▸ Passage shown

'''

In my previous post, “Have physicians finally joined the working class,” I discussed the changes in the health care system regarding physicians roles in these systems. In this post, I propose two strategies that could help physicians regain some influence over their work and to participate fully not just in the execution of strategy from management but also have an input in creating it.
There has been a resurgence of interest in in physicians’ ability to collectively bargain the terms and conditions of their employment. There have already been a few examples of physicians having successfully organized to defend their contracts and improve working conditions. This includes examples such as the Oakland-based doctors and dentists’ union who sued California’s State Labor Board in the early 1990s. The group won the right to renew a labor agreement with state employees, and negotiated pay raises for their members, instead of being forced to follow the proposed budget cut plan. Another similar example is a union formed by hospital employees in an Oregon hospital who successfully fought a hospital administration plan which would have outsourced their jobs to a management company.

'''

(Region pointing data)
'''

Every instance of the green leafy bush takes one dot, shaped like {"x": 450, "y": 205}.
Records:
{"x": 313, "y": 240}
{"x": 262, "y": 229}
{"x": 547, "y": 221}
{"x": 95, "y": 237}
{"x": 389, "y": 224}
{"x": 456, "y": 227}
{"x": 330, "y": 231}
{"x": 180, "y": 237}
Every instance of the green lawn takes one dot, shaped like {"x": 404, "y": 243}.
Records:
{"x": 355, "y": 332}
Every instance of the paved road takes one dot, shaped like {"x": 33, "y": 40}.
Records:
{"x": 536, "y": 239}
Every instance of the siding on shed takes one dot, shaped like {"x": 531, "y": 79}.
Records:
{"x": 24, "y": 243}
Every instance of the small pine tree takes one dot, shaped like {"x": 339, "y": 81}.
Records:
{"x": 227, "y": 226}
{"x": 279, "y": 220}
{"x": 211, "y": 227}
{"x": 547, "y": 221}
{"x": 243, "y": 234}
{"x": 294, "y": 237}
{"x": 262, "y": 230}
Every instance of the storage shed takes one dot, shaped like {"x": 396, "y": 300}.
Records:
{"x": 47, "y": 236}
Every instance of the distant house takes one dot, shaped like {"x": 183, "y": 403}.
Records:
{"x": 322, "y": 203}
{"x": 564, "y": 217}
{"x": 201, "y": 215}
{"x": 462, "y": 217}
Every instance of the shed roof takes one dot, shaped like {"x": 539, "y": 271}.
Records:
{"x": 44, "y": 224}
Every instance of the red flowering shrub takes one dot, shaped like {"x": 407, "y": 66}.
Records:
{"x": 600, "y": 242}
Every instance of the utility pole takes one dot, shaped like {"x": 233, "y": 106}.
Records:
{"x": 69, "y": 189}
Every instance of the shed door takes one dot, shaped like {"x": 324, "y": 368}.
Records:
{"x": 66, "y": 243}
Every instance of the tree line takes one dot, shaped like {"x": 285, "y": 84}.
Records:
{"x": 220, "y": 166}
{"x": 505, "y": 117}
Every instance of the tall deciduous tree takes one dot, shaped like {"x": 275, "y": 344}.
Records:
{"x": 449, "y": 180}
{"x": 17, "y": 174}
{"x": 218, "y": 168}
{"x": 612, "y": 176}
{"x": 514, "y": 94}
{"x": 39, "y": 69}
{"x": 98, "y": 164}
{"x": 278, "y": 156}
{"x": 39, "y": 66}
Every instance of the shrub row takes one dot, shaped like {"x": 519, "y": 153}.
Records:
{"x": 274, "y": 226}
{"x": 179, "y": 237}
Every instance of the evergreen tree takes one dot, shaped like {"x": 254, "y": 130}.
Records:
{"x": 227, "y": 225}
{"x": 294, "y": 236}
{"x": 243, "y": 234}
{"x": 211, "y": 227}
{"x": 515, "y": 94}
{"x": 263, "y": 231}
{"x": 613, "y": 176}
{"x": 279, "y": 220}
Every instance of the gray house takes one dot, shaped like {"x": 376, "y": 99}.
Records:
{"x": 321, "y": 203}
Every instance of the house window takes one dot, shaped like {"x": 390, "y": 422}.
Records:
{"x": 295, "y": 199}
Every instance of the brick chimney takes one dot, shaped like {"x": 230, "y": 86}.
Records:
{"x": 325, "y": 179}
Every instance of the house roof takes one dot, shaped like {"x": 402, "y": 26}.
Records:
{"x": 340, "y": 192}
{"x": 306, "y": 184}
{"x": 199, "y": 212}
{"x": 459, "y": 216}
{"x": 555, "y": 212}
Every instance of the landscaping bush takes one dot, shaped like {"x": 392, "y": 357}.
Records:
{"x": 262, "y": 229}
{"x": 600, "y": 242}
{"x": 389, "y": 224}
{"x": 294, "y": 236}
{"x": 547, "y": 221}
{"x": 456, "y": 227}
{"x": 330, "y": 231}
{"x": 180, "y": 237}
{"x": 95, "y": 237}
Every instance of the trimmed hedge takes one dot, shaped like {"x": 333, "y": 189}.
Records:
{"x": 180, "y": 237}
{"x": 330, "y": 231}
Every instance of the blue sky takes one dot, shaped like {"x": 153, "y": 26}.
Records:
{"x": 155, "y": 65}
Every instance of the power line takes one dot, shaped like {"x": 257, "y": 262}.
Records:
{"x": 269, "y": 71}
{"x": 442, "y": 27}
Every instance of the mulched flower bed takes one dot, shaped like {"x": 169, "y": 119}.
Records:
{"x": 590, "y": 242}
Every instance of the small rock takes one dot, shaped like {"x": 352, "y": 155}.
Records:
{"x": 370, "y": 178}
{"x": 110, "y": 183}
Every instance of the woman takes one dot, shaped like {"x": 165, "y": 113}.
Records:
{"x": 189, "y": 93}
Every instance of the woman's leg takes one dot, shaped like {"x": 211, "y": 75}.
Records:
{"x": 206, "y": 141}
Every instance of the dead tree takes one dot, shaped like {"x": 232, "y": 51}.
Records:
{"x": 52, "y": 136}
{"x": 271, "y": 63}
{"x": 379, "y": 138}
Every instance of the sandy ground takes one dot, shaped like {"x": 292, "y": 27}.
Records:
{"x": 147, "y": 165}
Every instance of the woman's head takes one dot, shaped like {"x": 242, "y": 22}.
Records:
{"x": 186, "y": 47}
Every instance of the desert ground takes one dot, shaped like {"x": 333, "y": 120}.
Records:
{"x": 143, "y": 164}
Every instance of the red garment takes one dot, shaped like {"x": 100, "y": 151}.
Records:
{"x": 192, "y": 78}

'''

▸ Task to complete
Reproduce the full passage on physicians and collective bargaining above, word for word.

▸ Written solution
In my previous post, “Have physicians finally joined the working class,” I discussed the changes in the health care system regarding physicians roles in these systems. In this post, I propose two strategies that could help physicians regain some influence over their work and to participate fully not just in the execution of strategy from management but also have an input in creating it.
There has been a resurgence of interest in in physicians’ ability to collectively bargain the terms and conditions of their employment. There have already been a few examples of physicians having successfully organized to defend their contracts and improve working conditions. This includes examples such as the Oakland-based doctors and dentists’ union who sued California’s State Labor Board in the early 1990s. The group won the right to renew a labor agreement with state employees, and negotiated pay raises for their members, instead of being forced to follow the proposed budget cut plan. Another similar example is a union formed by hospital employees in an Oregon hospital who successfully fought a hospital administration plan which would have outsourced their jobs to a management company.